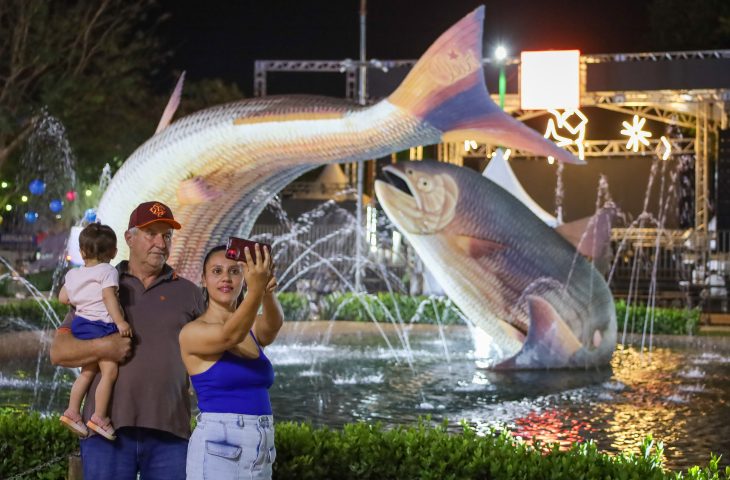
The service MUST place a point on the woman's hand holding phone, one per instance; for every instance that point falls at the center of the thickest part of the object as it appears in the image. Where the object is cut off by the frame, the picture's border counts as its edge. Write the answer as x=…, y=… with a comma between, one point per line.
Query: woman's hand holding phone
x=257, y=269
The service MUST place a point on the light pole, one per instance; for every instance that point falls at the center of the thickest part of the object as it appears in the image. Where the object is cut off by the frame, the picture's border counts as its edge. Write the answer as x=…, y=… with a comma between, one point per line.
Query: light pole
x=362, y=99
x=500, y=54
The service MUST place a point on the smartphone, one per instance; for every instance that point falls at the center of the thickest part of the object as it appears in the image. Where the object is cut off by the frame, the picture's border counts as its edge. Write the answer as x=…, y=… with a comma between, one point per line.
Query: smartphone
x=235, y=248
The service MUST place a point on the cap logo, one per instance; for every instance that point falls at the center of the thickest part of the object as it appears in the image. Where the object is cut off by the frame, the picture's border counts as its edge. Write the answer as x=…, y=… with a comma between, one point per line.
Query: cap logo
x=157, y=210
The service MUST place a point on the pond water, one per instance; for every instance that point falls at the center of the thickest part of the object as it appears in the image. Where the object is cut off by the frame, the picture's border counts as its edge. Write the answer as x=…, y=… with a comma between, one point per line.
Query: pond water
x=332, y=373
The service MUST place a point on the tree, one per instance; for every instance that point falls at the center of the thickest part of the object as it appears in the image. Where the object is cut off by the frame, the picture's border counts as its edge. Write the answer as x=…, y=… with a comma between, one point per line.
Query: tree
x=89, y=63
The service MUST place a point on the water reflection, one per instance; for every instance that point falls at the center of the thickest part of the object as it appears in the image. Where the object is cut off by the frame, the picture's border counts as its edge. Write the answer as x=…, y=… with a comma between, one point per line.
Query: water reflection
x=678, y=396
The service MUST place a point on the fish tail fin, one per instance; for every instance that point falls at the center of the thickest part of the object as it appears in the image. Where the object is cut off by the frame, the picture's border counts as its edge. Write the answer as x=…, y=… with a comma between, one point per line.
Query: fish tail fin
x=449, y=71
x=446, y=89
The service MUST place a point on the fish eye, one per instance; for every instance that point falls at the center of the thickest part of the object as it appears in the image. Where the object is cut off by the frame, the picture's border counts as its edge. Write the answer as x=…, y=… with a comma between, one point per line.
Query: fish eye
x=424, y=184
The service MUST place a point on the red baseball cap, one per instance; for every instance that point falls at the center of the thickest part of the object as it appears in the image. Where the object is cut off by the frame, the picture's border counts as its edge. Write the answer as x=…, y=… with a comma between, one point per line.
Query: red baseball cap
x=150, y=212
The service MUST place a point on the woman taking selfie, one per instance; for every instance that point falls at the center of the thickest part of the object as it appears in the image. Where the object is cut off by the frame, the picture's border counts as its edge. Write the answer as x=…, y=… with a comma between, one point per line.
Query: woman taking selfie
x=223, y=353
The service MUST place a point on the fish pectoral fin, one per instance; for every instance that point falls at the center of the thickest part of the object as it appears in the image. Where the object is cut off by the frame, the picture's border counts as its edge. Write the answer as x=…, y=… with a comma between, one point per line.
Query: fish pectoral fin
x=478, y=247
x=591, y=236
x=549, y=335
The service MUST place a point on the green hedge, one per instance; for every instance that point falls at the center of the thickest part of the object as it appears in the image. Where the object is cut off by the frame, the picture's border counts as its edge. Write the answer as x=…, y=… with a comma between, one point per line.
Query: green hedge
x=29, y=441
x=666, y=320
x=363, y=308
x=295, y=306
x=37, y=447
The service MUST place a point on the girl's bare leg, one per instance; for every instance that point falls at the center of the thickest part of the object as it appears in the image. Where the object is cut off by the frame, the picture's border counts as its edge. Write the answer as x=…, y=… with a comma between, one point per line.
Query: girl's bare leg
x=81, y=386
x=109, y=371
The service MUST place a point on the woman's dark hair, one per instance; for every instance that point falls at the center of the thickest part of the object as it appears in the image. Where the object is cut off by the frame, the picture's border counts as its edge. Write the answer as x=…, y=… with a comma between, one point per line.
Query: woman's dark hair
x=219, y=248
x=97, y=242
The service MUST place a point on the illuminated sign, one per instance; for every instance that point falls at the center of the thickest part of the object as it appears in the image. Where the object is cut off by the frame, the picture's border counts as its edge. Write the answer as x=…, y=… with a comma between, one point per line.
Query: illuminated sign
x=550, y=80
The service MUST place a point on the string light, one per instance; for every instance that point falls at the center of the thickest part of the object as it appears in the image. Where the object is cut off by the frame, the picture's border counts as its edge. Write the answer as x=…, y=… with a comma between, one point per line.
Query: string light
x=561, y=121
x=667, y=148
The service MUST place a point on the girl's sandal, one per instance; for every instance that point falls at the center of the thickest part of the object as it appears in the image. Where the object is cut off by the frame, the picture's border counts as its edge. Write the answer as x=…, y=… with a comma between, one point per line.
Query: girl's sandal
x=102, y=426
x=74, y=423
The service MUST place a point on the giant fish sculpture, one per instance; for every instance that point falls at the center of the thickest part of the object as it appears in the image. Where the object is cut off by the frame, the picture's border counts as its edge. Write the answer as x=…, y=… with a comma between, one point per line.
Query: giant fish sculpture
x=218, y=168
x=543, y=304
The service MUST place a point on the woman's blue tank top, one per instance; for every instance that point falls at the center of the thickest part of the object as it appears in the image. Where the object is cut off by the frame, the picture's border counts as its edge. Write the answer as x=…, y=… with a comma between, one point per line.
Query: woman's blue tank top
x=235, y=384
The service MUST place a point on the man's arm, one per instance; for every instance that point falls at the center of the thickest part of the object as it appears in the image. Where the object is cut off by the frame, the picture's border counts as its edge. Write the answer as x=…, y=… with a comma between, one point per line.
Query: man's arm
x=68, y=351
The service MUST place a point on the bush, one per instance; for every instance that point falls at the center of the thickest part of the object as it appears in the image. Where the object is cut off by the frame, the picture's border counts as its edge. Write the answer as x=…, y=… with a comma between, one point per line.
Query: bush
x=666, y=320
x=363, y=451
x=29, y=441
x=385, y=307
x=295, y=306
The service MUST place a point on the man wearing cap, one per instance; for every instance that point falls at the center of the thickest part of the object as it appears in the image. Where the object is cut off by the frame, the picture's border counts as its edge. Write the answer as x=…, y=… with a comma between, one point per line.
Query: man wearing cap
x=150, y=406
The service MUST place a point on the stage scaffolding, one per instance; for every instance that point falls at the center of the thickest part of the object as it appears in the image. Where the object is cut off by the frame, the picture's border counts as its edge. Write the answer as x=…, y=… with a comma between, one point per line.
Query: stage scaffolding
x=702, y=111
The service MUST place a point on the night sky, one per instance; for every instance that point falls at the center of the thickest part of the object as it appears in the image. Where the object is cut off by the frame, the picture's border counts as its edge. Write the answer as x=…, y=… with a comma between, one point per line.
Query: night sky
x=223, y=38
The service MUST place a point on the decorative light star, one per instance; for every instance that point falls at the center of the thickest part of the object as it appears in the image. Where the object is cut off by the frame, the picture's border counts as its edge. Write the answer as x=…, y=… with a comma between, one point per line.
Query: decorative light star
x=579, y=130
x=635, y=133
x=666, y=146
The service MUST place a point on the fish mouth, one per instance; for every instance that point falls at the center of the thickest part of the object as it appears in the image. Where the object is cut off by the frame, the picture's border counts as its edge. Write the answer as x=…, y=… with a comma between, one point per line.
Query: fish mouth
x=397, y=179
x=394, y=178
::::::
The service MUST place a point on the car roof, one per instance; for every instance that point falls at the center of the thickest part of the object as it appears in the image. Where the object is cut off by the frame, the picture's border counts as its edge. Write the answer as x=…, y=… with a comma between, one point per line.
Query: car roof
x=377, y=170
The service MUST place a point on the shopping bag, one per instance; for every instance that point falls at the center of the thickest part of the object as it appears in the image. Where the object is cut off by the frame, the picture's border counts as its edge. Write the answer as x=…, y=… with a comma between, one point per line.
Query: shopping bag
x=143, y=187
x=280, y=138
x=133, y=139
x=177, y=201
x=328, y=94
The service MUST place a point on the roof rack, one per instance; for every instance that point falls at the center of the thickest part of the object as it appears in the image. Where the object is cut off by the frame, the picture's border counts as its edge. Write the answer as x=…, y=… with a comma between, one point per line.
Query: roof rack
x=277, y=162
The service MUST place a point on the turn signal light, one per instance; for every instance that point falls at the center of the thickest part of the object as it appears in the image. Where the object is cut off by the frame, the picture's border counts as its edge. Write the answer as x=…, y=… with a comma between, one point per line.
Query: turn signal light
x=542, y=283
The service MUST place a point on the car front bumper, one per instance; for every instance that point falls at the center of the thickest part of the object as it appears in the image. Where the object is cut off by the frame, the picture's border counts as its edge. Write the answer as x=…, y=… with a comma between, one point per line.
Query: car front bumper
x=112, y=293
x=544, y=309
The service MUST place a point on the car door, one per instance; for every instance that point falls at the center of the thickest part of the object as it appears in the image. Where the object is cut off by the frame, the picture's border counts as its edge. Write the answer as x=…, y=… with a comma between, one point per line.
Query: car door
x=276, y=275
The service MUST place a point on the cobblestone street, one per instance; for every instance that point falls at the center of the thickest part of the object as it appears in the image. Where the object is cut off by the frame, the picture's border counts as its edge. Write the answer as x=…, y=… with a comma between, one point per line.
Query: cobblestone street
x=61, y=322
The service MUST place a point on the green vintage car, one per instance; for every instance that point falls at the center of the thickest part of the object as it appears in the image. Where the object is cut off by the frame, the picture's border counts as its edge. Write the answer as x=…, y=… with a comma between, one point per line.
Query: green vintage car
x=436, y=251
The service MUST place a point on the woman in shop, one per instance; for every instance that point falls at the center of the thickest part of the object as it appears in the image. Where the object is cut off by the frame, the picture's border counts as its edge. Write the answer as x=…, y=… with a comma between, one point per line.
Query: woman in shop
::::::
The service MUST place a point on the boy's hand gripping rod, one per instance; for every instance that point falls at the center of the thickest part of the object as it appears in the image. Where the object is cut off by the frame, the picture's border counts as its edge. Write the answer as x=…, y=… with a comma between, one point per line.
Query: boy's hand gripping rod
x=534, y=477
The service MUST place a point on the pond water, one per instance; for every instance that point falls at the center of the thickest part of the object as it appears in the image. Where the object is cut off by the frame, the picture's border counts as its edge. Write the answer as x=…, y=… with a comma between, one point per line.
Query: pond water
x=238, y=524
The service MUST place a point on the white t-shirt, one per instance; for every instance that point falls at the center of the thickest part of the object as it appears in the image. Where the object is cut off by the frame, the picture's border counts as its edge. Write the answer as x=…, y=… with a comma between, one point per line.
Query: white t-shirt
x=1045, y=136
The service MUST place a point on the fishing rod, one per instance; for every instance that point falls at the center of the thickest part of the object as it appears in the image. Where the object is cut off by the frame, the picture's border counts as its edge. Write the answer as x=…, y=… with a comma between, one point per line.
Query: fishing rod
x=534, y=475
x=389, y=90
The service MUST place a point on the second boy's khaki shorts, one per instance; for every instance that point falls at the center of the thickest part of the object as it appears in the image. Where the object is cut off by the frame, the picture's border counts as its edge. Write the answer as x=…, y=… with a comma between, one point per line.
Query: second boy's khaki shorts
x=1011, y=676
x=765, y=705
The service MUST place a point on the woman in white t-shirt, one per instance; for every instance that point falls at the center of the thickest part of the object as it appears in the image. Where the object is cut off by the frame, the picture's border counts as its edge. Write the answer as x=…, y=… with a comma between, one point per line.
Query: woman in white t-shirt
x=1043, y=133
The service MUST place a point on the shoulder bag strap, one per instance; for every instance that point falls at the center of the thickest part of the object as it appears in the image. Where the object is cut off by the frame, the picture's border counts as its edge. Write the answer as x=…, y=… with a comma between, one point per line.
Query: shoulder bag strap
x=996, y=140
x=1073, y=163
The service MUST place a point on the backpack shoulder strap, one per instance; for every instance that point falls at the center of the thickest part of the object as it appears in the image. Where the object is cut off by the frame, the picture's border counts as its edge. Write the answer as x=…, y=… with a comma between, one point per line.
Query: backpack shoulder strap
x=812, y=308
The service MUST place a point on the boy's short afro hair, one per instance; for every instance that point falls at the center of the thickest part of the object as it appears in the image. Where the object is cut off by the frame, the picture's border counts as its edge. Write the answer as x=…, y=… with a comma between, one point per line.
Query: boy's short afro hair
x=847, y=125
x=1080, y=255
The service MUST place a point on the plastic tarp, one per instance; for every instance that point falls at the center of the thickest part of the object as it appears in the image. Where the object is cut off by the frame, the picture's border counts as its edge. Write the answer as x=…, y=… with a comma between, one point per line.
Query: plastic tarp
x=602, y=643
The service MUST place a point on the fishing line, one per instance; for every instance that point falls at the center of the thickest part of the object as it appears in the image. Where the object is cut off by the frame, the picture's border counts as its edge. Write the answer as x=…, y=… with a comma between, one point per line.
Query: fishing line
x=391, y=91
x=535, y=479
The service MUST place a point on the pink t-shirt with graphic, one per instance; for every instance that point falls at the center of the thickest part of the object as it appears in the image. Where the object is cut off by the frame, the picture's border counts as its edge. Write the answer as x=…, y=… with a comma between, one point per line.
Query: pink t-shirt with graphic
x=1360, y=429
::::::
● **GIVEN INSTRUCTION**
Rewrite the part of the data that opens with the line containing "The service MUST place a point on the fishing line, one" and closes with the line containing "x=1360, y=429" as a JSON list of strings, one string per line, with any blank lines left out.

● **WRITTEN RESPONSE**
[
  "The service MUST place a point on the fishing line, one per instance; for every instance that point falls at the center of the thickest part of the object as it appears in the image. Where the object is cut off by the frame, the picture's border counts as its edge. Write the answer as x=…, y=… with a comma between, one point per line.",
  "Query: fishing line",
  "x=391, y=91",
  "x=535, y=479",
  "The service MUST place a point on the pink t-shirt with graphic, one per instance; for every instance that point falls at the center of the thickest part of the object as it appears in the image. Where the object is cut off by the frame, the picture's border counts as its edge. Write the answer as x=…, y=… with a comma between, one point per line.",
  "Query: pink t-shirt with graphic",
  "x=1360, y=429"
]